» RECORD EXCERPTS:

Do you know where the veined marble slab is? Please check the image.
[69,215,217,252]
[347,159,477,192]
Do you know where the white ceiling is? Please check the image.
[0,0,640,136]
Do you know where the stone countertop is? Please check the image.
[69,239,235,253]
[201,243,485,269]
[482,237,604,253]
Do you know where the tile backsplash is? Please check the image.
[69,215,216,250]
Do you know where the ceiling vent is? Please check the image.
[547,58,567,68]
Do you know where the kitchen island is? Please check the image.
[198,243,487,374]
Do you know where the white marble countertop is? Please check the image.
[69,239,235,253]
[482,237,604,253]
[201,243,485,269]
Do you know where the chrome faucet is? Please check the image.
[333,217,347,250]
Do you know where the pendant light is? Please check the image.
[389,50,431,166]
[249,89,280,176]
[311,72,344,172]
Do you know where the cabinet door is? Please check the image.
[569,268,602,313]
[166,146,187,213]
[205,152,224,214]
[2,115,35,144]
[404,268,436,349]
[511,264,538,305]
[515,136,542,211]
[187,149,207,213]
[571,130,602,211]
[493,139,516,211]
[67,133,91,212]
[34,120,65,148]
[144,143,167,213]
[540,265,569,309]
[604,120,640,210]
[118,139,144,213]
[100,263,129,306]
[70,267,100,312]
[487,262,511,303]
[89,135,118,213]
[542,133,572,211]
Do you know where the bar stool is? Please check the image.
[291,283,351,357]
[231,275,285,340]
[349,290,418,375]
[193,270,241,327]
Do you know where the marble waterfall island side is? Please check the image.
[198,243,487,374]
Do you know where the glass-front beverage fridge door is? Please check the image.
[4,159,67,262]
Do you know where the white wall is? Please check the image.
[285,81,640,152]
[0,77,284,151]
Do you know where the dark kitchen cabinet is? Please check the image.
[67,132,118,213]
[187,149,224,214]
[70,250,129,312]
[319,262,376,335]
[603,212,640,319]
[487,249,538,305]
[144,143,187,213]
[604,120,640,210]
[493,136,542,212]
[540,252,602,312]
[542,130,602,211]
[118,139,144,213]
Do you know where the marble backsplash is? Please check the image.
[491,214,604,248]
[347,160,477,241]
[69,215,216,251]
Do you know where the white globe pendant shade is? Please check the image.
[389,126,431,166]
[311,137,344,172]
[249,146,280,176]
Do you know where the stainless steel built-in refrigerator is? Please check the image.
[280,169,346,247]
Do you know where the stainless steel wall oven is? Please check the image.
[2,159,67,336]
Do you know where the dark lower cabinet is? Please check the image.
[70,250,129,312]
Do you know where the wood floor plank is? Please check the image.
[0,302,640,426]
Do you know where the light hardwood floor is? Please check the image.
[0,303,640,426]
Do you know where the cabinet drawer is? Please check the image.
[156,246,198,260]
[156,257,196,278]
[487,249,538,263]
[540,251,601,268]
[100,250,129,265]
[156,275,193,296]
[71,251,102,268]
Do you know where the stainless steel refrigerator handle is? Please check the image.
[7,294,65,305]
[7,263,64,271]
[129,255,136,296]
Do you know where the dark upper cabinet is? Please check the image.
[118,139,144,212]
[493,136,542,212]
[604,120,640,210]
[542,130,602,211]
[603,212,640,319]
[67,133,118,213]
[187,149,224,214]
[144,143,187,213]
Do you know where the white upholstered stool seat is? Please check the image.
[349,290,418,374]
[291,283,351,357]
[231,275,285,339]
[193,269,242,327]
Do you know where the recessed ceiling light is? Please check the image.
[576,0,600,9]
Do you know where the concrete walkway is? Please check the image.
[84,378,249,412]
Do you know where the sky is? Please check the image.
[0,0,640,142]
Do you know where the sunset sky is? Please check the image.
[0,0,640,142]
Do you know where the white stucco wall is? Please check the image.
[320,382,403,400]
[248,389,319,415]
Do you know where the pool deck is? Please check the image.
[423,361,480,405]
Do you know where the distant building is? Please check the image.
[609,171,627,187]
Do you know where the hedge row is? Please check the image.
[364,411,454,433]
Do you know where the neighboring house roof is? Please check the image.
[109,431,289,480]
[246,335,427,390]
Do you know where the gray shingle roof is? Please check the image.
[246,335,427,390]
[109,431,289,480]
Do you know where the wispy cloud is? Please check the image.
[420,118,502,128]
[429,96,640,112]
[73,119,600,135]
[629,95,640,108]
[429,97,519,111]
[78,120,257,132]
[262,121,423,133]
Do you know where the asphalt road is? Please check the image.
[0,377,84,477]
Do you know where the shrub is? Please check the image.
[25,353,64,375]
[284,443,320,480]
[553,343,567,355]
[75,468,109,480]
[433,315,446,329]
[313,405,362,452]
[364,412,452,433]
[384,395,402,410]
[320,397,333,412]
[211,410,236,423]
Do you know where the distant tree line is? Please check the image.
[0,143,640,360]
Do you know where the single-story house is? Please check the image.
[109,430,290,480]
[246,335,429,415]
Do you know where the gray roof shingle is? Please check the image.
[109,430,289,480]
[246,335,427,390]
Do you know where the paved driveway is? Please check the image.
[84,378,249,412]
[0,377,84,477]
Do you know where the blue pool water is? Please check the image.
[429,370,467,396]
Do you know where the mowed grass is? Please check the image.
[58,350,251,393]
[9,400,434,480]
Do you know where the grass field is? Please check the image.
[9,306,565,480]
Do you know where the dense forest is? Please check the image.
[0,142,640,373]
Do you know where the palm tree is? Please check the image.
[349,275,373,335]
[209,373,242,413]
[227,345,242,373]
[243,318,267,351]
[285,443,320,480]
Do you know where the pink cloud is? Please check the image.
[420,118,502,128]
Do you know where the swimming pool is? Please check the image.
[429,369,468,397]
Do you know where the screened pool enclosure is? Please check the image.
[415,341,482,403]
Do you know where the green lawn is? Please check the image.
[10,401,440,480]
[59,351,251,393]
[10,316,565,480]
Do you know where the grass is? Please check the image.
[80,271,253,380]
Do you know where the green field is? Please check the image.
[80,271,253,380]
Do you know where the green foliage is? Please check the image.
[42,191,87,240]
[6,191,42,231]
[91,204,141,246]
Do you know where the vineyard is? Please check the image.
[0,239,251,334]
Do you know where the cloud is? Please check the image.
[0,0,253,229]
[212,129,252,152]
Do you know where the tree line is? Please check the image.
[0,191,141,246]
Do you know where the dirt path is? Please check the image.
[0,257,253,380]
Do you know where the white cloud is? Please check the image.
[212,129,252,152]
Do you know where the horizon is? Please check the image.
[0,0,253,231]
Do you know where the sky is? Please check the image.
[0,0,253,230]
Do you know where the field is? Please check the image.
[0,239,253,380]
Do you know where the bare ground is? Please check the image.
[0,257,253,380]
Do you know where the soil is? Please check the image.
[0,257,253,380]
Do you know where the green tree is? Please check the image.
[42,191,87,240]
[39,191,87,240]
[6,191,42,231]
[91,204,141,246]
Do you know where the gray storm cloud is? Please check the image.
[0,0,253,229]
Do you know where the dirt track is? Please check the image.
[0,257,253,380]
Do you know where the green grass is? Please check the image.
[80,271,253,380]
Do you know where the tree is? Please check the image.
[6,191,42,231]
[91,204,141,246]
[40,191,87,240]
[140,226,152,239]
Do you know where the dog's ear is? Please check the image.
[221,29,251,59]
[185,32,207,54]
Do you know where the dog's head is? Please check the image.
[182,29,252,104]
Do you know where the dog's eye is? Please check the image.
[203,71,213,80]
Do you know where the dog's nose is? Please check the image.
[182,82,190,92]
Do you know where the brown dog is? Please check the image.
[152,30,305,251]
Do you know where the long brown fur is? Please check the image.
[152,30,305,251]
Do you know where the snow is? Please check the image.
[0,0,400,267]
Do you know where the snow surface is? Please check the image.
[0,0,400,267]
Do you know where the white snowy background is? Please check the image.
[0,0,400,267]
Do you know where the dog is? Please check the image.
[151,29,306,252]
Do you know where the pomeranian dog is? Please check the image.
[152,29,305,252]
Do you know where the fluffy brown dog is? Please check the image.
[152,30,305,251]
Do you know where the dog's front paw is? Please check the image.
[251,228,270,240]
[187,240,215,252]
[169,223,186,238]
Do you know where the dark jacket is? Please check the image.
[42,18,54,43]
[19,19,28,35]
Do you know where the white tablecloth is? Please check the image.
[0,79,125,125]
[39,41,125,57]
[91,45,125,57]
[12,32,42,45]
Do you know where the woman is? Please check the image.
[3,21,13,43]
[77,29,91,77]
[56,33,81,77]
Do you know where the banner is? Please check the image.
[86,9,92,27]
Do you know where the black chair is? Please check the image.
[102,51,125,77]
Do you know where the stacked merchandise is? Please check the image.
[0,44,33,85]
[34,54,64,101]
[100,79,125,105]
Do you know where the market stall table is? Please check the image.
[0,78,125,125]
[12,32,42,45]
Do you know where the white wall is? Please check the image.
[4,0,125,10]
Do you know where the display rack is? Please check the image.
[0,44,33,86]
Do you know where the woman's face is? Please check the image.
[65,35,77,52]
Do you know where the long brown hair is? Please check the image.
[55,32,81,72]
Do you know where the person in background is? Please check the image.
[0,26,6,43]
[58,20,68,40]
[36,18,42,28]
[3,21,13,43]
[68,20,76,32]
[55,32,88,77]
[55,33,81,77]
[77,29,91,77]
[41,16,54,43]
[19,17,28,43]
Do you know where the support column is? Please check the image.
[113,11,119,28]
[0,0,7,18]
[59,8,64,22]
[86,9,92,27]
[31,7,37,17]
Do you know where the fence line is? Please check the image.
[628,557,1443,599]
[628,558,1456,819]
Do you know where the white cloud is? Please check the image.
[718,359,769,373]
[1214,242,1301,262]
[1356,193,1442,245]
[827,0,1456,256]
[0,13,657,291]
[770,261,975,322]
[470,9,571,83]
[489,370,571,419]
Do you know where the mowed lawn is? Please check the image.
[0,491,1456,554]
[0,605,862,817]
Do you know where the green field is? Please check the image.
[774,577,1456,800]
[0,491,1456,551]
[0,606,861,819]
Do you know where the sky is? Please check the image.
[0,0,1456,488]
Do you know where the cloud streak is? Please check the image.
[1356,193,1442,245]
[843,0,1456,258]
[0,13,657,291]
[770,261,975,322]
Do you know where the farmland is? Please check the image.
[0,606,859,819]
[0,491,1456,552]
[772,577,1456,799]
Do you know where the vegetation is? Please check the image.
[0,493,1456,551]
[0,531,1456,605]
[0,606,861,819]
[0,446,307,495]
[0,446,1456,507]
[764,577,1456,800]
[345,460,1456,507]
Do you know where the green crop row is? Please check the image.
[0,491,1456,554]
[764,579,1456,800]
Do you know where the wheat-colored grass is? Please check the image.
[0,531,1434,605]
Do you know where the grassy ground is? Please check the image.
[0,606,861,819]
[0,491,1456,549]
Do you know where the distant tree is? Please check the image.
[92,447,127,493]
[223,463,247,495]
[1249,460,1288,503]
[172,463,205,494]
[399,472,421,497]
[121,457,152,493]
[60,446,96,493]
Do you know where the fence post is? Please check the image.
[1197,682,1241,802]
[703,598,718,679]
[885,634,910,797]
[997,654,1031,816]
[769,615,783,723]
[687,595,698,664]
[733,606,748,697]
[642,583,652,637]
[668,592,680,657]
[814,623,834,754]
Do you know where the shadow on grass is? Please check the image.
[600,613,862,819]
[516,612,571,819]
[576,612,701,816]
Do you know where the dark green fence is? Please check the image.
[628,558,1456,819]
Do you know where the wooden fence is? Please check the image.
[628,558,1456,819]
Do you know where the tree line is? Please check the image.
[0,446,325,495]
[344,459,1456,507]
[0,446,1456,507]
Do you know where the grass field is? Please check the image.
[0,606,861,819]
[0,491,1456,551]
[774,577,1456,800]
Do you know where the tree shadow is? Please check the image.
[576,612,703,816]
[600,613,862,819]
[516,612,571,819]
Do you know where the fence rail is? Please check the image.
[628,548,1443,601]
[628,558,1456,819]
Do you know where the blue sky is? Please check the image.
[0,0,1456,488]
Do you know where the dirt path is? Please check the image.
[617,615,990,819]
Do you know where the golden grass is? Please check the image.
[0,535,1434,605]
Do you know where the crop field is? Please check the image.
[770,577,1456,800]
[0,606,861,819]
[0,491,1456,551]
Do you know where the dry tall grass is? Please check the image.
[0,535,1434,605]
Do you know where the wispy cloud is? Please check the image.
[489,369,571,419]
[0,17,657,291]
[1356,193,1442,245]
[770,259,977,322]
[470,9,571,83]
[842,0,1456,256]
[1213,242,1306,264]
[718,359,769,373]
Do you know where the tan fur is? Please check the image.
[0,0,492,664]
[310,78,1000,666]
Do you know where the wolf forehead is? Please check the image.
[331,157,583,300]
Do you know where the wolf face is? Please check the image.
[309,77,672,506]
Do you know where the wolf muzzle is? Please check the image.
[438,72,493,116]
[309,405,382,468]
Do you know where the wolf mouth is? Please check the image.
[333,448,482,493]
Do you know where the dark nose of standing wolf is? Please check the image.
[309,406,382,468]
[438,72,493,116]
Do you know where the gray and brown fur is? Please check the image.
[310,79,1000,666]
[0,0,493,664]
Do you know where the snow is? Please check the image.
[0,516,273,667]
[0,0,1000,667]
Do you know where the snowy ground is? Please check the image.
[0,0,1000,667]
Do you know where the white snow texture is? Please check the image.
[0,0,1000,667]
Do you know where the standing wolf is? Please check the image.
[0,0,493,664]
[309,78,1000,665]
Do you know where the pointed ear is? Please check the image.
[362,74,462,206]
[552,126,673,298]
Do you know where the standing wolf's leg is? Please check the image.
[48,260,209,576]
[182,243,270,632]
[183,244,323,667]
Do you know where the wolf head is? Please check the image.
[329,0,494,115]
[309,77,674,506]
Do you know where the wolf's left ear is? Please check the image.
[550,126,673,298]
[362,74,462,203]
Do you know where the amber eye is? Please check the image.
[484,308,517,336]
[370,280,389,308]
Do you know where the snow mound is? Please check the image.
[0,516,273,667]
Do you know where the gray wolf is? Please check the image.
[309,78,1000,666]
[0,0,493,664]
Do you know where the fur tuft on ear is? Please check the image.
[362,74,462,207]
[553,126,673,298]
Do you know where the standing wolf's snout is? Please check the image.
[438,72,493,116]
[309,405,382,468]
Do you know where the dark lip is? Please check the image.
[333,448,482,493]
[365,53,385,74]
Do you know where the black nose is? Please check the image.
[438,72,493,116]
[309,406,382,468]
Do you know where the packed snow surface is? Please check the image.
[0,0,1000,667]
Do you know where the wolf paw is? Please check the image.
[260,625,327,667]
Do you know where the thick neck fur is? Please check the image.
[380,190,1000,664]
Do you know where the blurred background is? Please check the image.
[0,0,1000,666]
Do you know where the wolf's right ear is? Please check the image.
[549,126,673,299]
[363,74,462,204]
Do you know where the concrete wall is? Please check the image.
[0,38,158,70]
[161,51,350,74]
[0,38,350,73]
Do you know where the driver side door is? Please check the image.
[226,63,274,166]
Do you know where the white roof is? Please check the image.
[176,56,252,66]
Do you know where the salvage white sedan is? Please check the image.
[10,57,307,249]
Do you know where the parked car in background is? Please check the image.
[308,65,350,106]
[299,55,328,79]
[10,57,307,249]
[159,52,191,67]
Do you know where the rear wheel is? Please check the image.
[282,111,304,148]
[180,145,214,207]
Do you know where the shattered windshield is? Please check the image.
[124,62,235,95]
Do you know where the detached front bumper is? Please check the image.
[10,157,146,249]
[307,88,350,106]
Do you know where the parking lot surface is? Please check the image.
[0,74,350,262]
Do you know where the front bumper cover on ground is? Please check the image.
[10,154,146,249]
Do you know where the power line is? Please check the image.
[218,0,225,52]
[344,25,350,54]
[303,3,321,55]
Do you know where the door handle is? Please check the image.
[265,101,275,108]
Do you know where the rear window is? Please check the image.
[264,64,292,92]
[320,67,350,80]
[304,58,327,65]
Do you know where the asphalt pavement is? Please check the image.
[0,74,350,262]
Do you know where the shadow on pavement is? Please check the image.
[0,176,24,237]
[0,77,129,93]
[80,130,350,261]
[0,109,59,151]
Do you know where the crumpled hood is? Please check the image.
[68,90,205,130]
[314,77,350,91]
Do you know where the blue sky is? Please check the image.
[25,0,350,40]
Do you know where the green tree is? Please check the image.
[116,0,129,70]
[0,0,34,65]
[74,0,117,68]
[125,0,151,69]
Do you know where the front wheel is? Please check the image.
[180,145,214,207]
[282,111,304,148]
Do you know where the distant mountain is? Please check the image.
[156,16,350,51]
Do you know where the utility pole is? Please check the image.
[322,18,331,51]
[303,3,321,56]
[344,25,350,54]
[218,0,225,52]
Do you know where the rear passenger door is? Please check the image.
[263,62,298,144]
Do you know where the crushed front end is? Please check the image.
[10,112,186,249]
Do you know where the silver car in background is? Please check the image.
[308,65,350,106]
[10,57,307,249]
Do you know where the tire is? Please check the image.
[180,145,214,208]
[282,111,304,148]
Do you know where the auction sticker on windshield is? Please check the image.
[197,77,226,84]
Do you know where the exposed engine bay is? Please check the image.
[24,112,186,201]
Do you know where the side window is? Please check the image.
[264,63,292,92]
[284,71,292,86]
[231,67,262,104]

» TASK PROMPT:
Gather every line of the listing above that contains the word "roof", and copy each one unchanged.

» OUTPUT:
Do you know where the neighboring house roof is? Please check the image.
Do you know where the gray shingle roof is? Please check the image.
Do you know where the gray roof shingle is? Please check the image.
Do you know where the white roof is? Please check the image.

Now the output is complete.